▸ **TEXT EXTRACT**
** Start **
A Yiddish poet, Dovid Hofshteyn, started using hefker in his first book (1919), which for him meant freedom, from social convention and from historical heaviness, thereby making oneself receptive to new experiences. But he also uses hefker to express loss, as in his cycle of poems after 1919 pogroms in Kyiv.

For David Bergelson, hefker refers to expressionist poetry itself ("let loose (hefker)... the new poem has fired a shot" in 1922). Peretz Markish also uses the word for a kind of freedom, ("I am nobody's, I am hefker, without a beginning, without an end"). However, Abraham Nahum Stencl brings a more pained perspective in a 1924 poem, portraying an abandoned Jesus-figure on the cross: "Again and again / Storm and last rays of breath / And I am hefker / A crucified way-pointer / On crooked world corners!"
** End **
▸ **LISTING**
** Start **
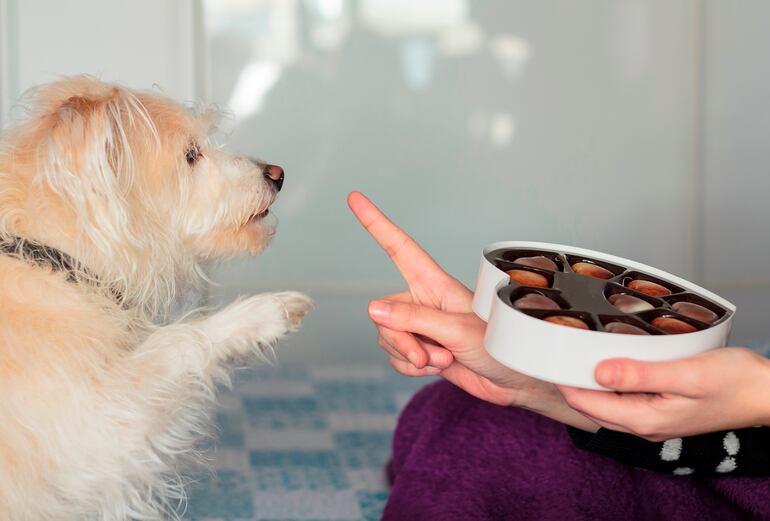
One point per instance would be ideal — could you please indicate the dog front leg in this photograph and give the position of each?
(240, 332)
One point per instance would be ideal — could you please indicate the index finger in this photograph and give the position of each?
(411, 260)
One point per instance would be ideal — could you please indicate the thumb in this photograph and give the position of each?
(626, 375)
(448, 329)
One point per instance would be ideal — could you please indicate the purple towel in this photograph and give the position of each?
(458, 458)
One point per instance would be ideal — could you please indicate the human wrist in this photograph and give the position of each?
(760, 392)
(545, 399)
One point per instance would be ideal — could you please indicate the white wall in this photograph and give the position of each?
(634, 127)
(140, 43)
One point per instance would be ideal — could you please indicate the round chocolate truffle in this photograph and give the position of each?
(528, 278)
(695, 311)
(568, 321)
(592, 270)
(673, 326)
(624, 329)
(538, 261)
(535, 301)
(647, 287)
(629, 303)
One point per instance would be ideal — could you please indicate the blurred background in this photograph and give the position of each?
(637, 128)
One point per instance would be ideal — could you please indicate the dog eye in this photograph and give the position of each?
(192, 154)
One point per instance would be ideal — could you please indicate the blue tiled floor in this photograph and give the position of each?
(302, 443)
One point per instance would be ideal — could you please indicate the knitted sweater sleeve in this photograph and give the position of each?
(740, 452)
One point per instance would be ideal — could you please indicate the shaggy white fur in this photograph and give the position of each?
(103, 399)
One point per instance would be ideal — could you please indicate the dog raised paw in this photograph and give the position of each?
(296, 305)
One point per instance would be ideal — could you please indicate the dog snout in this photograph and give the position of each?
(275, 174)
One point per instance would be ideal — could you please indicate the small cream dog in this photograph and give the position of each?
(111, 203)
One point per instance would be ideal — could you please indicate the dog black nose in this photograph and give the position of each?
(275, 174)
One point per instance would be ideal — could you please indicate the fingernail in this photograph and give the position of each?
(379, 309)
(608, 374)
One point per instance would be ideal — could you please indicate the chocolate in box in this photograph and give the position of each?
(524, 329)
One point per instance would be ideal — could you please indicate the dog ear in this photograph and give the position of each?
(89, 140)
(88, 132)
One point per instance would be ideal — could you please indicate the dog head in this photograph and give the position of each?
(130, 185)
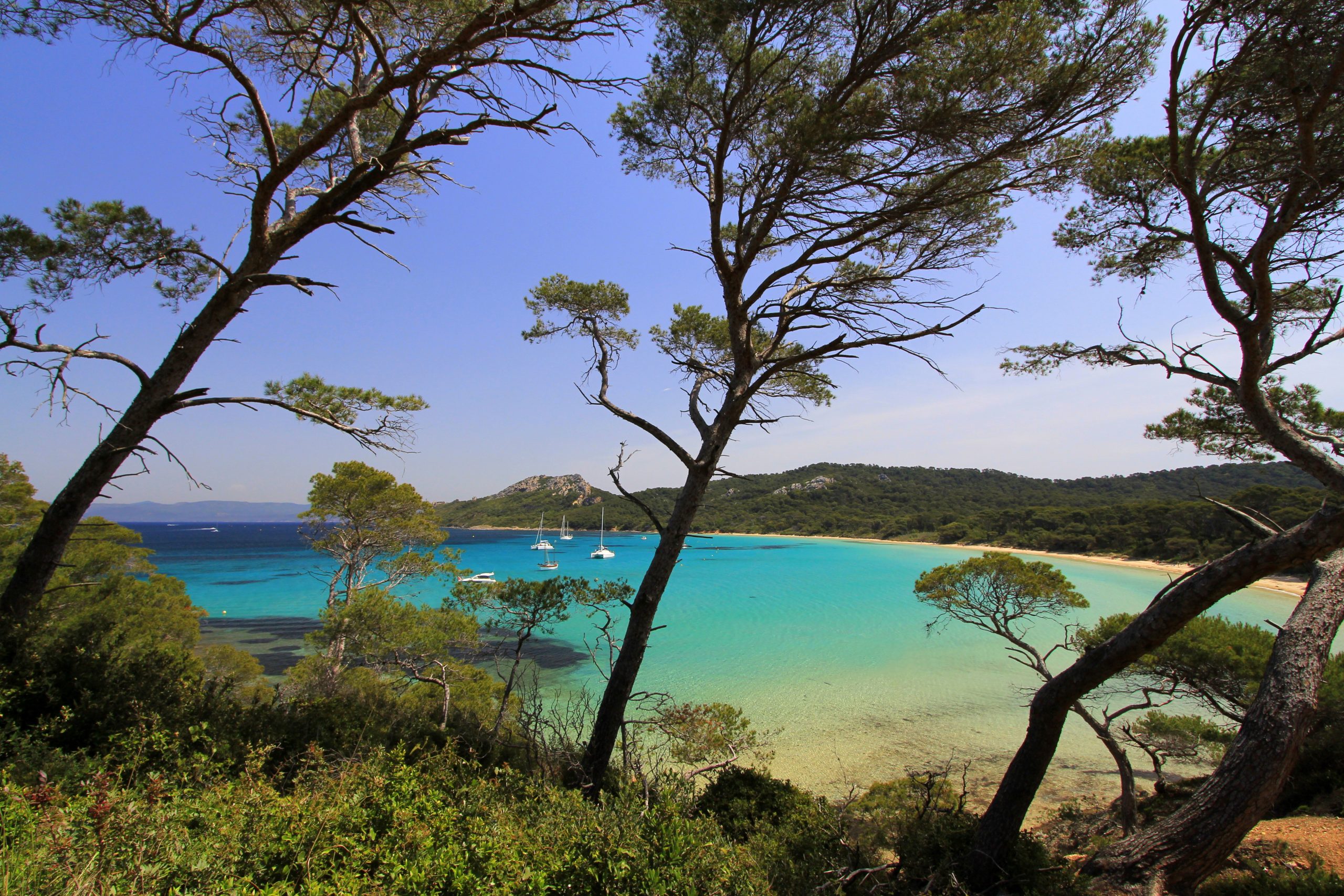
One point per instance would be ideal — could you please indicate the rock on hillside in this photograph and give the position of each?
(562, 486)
** End **
** Start **
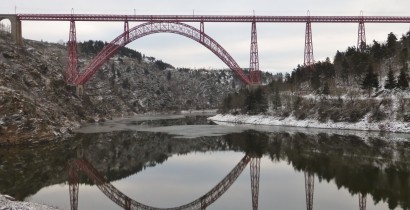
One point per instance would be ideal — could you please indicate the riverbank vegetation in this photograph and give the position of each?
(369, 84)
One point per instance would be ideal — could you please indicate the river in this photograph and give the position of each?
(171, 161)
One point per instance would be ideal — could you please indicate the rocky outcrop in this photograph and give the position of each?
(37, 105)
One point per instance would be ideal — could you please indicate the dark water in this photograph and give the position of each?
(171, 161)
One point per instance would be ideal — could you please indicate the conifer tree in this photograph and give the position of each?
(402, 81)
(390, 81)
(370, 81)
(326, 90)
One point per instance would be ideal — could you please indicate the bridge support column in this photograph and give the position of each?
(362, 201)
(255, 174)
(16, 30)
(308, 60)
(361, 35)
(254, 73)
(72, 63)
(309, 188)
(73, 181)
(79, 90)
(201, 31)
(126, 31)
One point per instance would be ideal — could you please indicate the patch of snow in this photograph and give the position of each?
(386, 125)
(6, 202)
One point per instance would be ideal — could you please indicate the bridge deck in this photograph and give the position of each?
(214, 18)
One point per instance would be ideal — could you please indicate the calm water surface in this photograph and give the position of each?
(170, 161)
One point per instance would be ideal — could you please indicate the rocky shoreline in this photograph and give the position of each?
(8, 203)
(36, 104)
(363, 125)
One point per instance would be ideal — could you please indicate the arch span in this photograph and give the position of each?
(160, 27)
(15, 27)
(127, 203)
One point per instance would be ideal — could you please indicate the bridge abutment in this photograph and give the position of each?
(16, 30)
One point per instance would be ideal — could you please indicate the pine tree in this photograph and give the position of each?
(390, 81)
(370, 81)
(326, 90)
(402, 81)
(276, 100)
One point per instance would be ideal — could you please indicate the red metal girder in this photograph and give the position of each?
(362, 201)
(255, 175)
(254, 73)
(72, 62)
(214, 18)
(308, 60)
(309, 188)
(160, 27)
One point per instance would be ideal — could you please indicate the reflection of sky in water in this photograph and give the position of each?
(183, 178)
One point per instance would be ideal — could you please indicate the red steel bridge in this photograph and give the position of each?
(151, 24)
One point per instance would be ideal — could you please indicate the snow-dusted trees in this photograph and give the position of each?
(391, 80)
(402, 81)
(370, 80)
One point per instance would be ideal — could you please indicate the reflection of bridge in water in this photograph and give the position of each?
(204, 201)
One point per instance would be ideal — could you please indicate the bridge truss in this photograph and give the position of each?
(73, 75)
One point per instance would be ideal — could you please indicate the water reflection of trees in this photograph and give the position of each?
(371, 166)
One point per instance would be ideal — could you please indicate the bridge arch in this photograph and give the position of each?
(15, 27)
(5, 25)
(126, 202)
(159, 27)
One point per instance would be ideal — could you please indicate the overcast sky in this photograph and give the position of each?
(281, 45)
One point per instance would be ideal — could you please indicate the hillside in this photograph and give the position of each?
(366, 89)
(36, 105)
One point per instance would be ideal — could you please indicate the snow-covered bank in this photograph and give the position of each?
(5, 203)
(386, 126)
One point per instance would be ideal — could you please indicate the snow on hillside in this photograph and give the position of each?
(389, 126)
** End **
** Start **
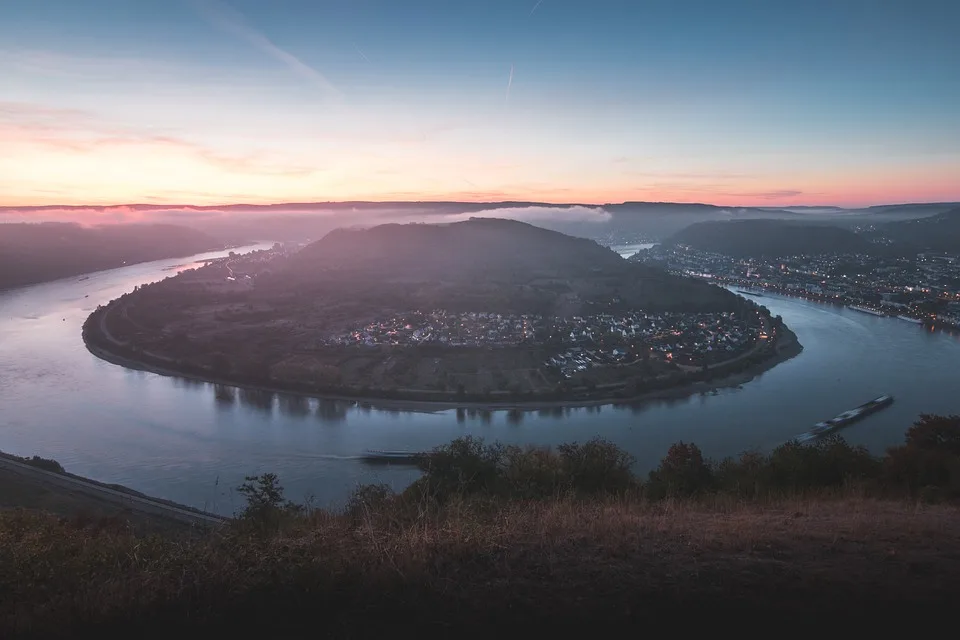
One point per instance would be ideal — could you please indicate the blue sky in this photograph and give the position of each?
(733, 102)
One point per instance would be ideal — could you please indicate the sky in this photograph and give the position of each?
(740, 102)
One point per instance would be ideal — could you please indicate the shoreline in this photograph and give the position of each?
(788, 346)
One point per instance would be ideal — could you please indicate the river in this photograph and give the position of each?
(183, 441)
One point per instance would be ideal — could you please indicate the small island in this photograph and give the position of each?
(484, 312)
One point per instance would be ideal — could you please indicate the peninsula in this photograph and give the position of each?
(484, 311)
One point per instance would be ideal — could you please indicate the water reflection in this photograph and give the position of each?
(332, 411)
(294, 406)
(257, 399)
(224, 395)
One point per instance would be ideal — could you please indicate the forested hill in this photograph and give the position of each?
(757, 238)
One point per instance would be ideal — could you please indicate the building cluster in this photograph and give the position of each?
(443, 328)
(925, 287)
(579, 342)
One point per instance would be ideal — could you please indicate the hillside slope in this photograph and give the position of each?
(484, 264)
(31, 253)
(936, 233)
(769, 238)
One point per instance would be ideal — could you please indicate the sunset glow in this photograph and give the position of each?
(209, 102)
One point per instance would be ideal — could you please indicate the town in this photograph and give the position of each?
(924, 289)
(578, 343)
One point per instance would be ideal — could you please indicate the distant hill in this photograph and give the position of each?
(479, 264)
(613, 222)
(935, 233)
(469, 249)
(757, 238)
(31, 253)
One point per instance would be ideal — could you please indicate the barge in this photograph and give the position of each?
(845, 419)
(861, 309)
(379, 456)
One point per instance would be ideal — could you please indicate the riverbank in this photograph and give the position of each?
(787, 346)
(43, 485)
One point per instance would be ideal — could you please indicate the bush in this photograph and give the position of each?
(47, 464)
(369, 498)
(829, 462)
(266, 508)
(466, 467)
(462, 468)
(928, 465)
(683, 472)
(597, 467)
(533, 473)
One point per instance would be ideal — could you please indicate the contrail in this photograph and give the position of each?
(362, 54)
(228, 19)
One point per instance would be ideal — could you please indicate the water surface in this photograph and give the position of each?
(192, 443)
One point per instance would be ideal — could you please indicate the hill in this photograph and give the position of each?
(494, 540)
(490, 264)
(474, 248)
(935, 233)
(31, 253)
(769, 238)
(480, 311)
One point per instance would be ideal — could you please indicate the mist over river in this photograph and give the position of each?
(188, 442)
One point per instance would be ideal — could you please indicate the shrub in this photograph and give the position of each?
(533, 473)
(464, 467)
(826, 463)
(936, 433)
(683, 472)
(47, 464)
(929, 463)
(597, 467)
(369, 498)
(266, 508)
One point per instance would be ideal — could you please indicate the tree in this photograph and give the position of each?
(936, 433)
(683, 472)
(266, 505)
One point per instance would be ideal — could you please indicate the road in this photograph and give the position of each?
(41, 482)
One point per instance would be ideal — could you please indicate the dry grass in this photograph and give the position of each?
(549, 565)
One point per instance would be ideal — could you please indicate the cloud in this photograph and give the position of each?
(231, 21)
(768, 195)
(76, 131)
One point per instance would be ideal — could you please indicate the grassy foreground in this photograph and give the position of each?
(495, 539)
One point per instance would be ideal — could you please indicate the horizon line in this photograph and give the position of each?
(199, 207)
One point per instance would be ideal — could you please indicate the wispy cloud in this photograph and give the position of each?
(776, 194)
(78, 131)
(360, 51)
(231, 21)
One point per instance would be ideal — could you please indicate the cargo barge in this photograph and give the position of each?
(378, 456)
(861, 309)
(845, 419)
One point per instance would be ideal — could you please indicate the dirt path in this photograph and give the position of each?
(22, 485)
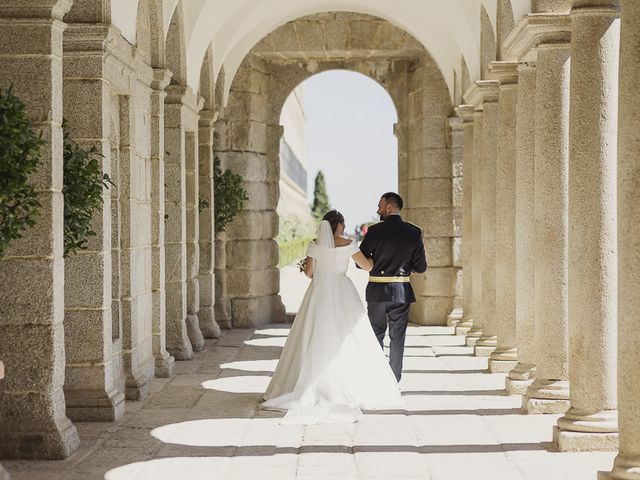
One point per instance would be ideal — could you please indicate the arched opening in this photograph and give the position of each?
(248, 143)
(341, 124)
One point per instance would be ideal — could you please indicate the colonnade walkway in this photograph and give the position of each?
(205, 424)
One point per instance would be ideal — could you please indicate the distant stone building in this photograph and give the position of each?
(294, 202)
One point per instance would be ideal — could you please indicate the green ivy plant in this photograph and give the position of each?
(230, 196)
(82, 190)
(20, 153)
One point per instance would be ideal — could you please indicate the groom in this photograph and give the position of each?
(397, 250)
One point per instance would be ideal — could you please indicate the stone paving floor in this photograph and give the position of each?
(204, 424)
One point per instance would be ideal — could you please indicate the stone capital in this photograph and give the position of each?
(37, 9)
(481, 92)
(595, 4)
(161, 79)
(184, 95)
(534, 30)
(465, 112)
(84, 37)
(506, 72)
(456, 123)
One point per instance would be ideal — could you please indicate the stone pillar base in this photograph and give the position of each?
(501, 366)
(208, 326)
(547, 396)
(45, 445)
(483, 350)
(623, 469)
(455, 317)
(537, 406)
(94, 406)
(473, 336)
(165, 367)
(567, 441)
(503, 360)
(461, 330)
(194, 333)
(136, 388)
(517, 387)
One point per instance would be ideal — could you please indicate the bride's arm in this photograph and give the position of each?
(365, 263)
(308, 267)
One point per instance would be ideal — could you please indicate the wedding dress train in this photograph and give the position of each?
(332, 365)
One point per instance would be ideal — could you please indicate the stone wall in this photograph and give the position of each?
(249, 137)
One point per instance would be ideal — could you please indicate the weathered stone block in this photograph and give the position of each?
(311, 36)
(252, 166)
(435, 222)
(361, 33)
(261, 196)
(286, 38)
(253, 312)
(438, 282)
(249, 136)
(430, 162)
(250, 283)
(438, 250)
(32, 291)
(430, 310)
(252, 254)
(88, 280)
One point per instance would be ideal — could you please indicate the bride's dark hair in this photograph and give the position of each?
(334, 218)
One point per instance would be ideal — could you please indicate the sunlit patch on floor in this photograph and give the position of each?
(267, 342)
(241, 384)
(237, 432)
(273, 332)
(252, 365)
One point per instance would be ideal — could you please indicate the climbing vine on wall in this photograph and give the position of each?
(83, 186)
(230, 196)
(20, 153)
** End **
▸ **TASK SET**
1. Repeat the passage on hefker word for word from "A Yiddish poet, Dovid" to "pogroms in Kyiv.".
2. Gather every line of the records that contains the string "barge", and copy each such line unchanged.
The passage on hefker in Yiddish poetry has no connection to the records.

▸ **ANSWERS FOR THE TASKS**
1.
A Yiddish poet, Dovid Hofshteyn, started using hefker in his first book (1919), which for him meant freedom, from social convention and from historical heaviness, thereby making oneself receptive to new experiences. But he also uses hefker to express loss, as in his cycle of poems after 1919 pogroms in Kyiv.

2.
One point per instance would be ideal — could you please indicate the barge in this photograph and give the position of each?
One point per instance would be ideal — could you please indicate the cargo barge in this photograph and give the position of each?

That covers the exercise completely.